The material below holds a span beginning at the line with "positive clicks: (212, 369) (173, 351)" and ending at the line with "negative clicks: (250, 341)". Quote that span exactly, both ends included, and only that span.

(Source data begins)

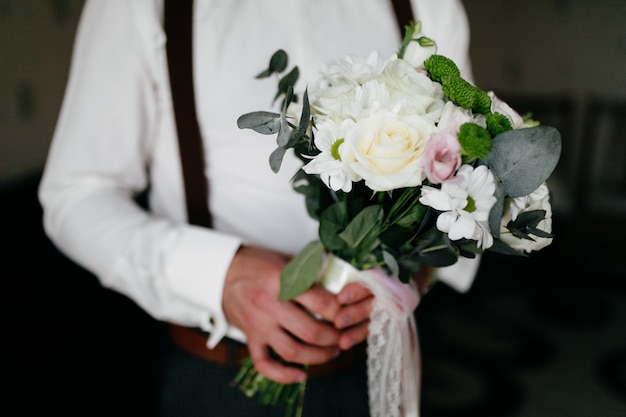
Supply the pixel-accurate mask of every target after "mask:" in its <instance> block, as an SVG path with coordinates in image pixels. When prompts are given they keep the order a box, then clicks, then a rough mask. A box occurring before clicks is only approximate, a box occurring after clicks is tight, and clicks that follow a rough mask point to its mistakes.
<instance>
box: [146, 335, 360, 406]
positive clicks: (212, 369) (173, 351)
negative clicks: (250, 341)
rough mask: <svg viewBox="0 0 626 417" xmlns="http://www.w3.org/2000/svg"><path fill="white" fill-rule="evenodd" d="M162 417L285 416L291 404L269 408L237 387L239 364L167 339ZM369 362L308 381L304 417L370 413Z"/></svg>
mask: <svg viewBox="0 0 626 417" xmlns="http://www.w3.org/2000/svg"><path fill="white" fill-rule="evenodd" d="M162 341H163V343H162V345H163V350H162V354H161V357H160V362H159V363H160V369H159V384H158V385H159V392H158V399H157V401H158V404H157V409H158V411H159V417H195V416H197V417H284V416H285V411H286V410H285V408H284V407H278V406H264V405H262V404H260V403H259V402H258V400H257V399H256V398H248V397H246V396H245V395H244V394H243V393H242V392H241V391H240V390H239V389H238V388H236V387H231V386H230V382H231V381H232V380H233V378H234V377H235V375H236V374H237V371H238V370H239V368H238V367H237V366H235V365H233V366H226V365H219V364H215V363H211V362H207V361H205V360H203V359H200V358H197V357H196V356H193V355H190V354H188V353H187V352H184V351H181V350H180V349H179V348H177V347H176V346H175V345H173V343H171V341H169V339H168V337H167V335H166V334H165V332H164V334H163V337H162ZM368 410H369V407H368V398H367V375H366V365H365V360H362V361H360V362H359V363H358V364H355V365H354V366H353V367H352V368H350V369H348V370H346V371H344V372H342V373H339V374H336V375H332V376H325V377H311V378H309V380H308V381H307V386H306V391H305V398H304V411H303V417H368V416H369V411H368Z"/></svg>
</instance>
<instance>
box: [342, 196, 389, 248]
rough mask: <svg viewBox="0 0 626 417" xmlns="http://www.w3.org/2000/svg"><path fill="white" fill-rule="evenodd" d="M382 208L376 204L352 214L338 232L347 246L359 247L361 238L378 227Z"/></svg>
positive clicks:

(Source data ends)

▶ **Reply to the task**
positive clicks: (212, 369) (173, 351)
negative clicks: (250, 341)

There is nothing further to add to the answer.